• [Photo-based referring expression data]
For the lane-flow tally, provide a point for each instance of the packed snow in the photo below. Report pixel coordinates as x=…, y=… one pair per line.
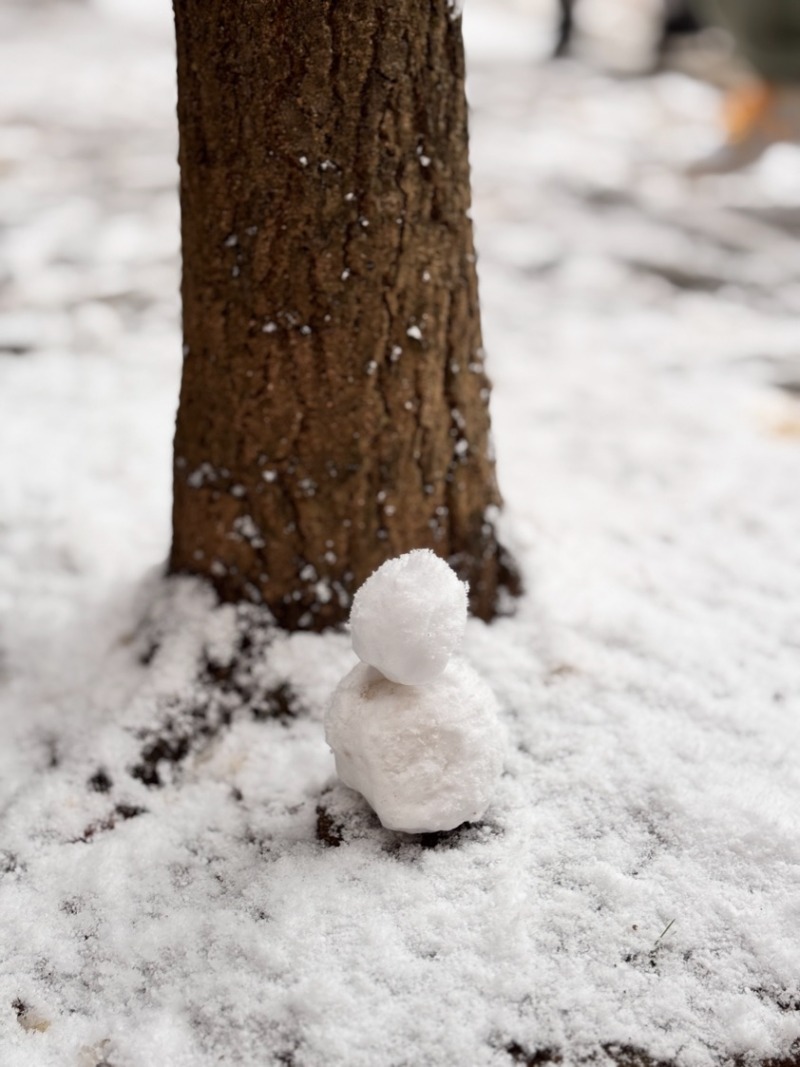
x=414, y=729
x=182, y=879
x=427, y=758
x=410, y=617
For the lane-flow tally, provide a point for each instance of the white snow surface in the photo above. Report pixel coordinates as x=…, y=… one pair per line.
x=427, y=758
x=182, y=881
x=410, y=617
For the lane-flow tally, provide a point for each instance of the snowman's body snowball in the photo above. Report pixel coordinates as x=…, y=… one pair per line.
x=426, y=758
x=409, y=617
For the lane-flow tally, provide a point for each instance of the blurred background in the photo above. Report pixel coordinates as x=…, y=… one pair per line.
x=626, y=302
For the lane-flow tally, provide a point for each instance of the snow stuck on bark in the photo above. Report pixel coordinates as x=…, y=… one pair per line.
x=416, y=733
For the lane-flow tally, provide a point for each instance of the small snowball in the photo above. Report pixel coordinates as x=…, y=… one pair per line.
x=409, y=617
x=426, y=758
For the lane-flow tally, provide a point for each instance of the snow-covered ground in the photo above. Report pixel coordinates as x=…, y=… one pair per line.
x=181, y=880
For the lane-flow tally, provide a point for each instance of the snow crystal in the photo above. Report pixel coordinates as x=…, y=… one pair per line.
x=409, y=617
x=426, y=757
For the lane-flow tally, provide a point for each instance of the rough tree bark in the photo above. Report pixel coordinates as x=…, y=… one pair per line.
x=334, y=405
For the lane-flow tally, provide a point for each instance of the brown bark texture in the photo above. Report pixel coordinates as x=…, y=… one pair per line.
x=334, y=403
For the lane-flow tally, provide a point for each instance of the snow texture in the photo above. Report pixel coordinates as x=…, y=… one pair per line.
x=182, y=881
x=410, y=617
x=427, y=758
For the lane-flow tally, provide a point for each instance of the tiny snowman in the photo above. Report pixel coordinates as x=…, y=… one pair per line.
x=413, y=728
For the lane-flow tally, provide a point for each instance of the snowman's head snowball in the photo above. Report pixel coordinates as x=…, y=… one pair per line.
x=409, y=617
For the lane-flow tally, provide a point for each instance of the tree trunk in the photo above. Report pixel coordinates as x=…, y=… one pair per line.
x=334, y=405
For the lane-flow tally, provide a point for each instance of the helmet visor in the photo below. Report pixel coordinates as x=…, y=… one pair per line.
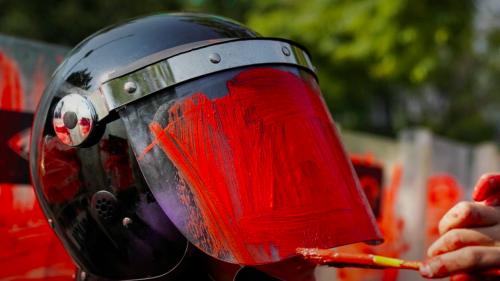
x=248, y=165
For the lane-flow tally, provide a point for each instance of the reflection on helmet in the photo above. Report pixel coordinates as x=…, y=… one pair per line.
x=178, y=130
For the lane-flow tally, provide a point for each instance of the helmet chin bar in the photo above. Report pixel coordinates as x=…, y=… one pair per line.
x=77, y=116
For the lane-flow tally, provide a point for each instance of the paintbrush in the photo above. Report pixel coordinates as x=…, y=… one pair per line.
x=336, y=259
x=331, y=258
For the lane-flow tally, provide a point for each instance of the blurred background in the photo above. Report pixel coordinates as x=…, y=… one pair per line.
x=414, y=85
x=383, y=65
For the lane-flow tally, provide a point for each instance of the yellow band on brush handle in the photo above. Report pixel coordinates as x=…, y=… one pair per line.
x=389, y=262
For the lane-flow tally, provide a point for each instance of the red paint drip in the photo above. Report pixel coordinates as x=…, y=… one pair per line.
x=11, y=92
x=266, y=167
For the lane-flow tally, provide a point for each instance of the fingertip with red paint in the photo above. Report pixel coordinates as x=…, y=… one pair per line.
x=488, y=186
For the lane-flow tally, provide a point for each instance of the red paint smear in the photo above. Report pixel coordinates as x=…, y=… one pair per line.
x=443, y=192
x=30, y=250
x=266, y=167
x=59, y=172
x=392, y=227
x=11, y=92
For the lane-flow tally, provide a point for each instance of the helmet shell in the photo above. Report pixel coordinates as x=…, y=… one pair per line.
x=95, y=197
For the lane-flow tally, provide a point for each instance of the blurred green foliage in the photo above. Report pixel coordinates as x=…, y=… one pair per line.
x=383, y=65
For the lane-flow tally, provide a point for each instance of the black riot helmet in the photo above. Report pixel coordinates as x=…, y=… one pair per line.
x=176, y=130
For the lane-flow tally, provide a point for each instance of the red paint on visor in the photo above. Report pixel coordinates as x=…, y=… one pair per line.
x=266, y=168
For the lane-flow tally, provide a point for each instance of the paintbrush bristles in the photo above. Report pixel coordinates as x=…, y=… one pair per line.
x=332, y=258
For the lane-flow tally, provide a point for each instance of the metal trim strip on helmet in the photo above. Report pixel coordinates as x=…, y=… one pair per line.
x=199, y=62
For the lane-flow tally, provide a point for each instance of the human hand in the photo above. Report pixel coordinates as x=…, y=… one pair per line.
x=469, y=246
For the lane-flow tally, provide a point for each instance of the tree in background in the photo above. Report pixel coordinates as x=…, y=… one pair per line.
x=383, y=65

• [What is expected] The answer must be the full set of records, repeated exactly, with no pictures.

• [Answer for the task]
For the lane-flow tally, provide a point for each instance of the packed snow in the photo below. Report pixel coordinates as x=…, y=… one pair per line.
x=414, y=729
x=182, y=879
x=427, y=758
x=410, y=617
For the lane-flow tally, provide a point for each instance of the white snow surface in the photo above. Report pixel coordinates as x=…, y=… one pair per line.
x=427, y=758
x=182, y=881
x=410, y=617
For the lane-flow tally, provide a point for each instance of the snowman's body snowball in the photo above. Report pixel coordinates as x=…, y=… one pair per line.
x=426, y=758
x=409, y=617
For the lane-flow tally, provide a point for each instance of the blurred background in the photo above. Report pixel coordinates as x=…, y=… one pair per line.
x=626, y=302
For the lane-flow tally, provide a point for each instance of the snow stuck on bark in the photo above. Report pixel coordinates as x=…, y=… one pair per line.
x=416, y=733
For the lane-flow tally, provide a point for each instance of the small snowball in the photo above. Report pixel coordinates as x=…, y=… one pair per line.
x=409, y=617
x=426, y=758
For the lane-flow tally, provide a point for each instance of the snow-covered ground in the photo above. Report pixel coordinates as x=…, y=… one pair per line.
x=181, y=880
For the lane-flow tally, provide a point for each instance of the snow crystal in the photo above. Report pixel coordinates as x=…, y=… one pair per line.
x=409, y=617
x=426, y=757
For the lane-flow tally, provide a point for each instance of the rough tree bark in the photo above. Report pixel coordinates as x=…, y=… one pair per line.
x=334, y=405
For the lane-flow tally, provide a point for each instance of the brown bark texture in the photo above. Report pixel coordinates as x=…, y=… one pair per line.
x=334, y=403
For the lane-flow tally, provide a point for each instance of the snow texture in the photo above. Report pixel coordinates as x=…, y=… one pair per line.
x=182, y=881
x=410, y=617
x=427, y=758
For the lane-flow tally, provide a point for each instance of the tiny snowman in the photo above. Report pixel coordinates as x=…, y=… one pair per line.
x=413, y=728
For the lane-flow tally, provide a point for each instance of the snowman's head snowball in the photo above. Report pixel coordinates as x=…, y=… one pair per line.
x=409, y=617
For the lane-flow tally, provide a point for each instance of the tree trunk in the photo above. Report pixel coordinates as x=…, y=… one pair per line.
x=334, y=405
For the lane-flow tally, provide a point for each instance of the helmet visor in the photo below. Report pixel coordinates as x=…, y=… one pair per line.
x=248, y=165
For the lane-flow tally, provide a point for each instance of the reflection on helmet in the photo above. Report pixel coordinates as x=…, y=… one pair per line.
x=178, y=130
For the lane-flow tally, provide a point for each instance of the helmet chin bar in the photo above. Report pixel coordinates as x=…, y=… one pair per line.
x=77, y=116
For the lane-flow tally, provide a point for each instance of the paintbrush in the photo above. Report pixel coordinates as x=…, y=… one pair per line.
x=336, y=259
x=331, y=258
For the lane-flow tally, provide a point for each instance of the blurred background in the photo above. Report pixel coordinates as x=…, y=… one pair per line.
x=414, y=85
x=383, y=65
For the lane-flow tally, provide a point for each instance of the yellow band on brush handle in the photo above. Report pixel coordinates as x=…, y=… one pair per line.
x=389, y=262
For the lane-flow tally, provide a point for each instance of the red paint drip in the photo above. Report pixel coordinates as x=…, y=… one pair per line.
x=11, y=92
x=266, y=167
For the lane-flow tally, provide a point for each instance of the fingertip with red paint in the photo above. Report pixel coordinates as x=…, y=… one pair per line.
x=488, y=186
For the lane-flow tally, provide a point for each instance of the red paint smear in the photo above. Report pixel coordinates as x=…, y=… one pair per line.
x=443, y=192
x=30, y=250
x=266, y=167
x=59, y=172
x=392, y=227
x=11, y=92
For the lane-flow tally, provide a point for each instance of the helmet shell in the photo above. Report pixel coordinates as x=…, y=… one pair per line.
x=95, y=197
For the lane-flow tally, provide a point for each instance of the blurred green foliage in the photo above. Report pixel coordinates as x=…, y=… one pair per line.
x=383, y=65
For the lane-flow tally, provide a point for each instance of the black riot helmet in the photo above. Report pixel coordinates as x=…, y=… one pair per line.
x=176, y=130
For the lane-flow tally, provide a point for each instance of the red paint on visor in the photo above. Report pixel coordinates as x=…, y=… one pair per line.
x=266, y=168
For the lane-flow tally, provide a point for each instance of the paintbrush bristles in the photo above. Report pixel coordinates as x=…, y=… one pair per line.
x=332, y=258
For the lane-flow tally, provide a point for each instance of the metal trim strip on helmet in the photo above. Report pixel coordinates as x=…, y=… one pair per line.
x=199, y=62
For the lane-flow tally, provide a point for each instance of the human hand in the photo above. Report pixel coordinates as x=…, y=… one pair per line.
x=469, y=246
For the lane-flow tally, provide a point for each instance of the tree in background in the photo above. Report pixel coordinates as x=…, y=… one pair per line.
x=383, y=65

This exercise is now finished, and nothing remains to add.